TEXT EXTRACT:
## BEGIN
Hi my friends
I have problem with understanding the output of the following circuit

can you please explain the output for me

Regards

 

Please Guys , Just a little bit explanation will help a lot

 

You have a 3 V battery. The diode has a potential drop
of around 0.7 V. 3 - 0.7 = 2.3 Hence, the diode turns
on at 2.3 V (in your case -2.3 because of the direction in
which you hooked up the diode and the battery), which is
just what you see in your plot.

 

In power supplies, diodes are used to rectify an AC output. A diode lets current flow one direction but not the other. As an example, look at the picture I have on my oscilloscope. In the first picture, you'll notice just a standard sine wave. Next, I have a diode with the cathode to the negative ternimal. Lastly, I have the cathode to the positive ternimal which chopped off the positive AC. If we were to put a capacitor it would charge from the peak of the cycles and discharge on the 0V. This leaves a steady DC output, although there will still be some ripple.
## END
REQUIRED TASK A: Print the lines of the records below without any change, beginning at the line that has "TARGET = white upper cabinet" and stopping after the final line of the records.

EXERCISE MATERIAL:
## BEGIN
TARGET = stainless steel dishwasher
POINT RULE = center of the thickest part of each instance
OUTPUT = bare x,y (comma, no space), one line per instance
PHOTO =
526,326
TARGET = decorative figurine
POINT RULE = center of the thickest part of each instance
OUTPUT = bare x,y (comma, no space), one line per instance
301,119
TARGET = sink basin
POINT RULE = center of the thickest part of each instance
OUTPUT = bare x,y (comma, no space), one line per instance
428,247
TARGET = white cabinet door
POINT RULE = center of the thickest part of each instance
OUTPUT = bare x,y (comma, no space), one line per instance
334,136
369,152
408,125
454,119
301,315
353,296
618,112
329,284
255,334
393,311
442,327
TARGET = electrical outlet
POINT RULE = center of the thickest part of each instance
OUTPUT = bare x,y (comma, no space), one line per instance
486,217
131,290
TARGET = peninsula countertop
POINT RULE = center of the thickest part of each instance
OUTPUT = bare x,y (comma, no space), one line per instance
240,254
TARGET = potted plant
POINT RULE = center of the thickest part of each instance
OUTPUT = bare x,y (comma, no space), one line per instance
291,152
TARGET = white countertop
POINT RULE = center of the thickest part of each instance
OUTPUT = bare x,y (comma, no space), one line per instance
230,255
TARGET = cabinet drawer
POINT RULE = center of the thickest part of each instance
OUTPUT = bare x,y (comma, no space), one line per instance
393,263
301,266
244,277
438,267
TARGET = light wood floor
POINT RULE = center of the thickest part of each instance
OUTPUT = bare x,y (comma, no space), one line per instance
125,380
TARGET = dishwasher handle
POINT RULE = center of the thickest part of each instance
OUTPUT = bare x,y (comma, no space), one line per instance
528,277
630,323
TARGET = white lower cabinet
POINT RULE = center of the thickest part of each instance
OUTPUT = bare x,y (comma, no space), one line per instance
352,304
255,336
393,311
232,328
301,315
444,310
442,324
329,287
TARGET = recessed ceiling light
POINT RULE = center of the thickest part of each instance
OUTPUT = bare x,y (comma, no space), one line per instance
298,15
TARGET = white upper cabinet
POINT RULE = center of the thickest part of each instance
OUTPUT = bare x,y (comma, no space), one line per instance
## END
REQUIRED TASK B: Please output, word for word, the part of the diode circuit thread above that begins at the words "Please Guys , Just" and stops after "in your plot.".

TASK SOLUTION A:
TARGET = white upper cabinet
POINT RULE = center of the thickest part of each instance
OUTPUT = bare x,y (comma, no space), one line per instance

TASK SOLUTION B:
Please Guys , Just a little bit explanation will help a lot

 

You have a 3 V battery. The diode has a potential drop
of around 0.7 V. 3 - 0.7 = 2.3 Hence, the diode turns
on at 2.3 V (in your case -2.3 because of the direction in
which you hooked up the diode and the battery), which is
just what you see in your plot.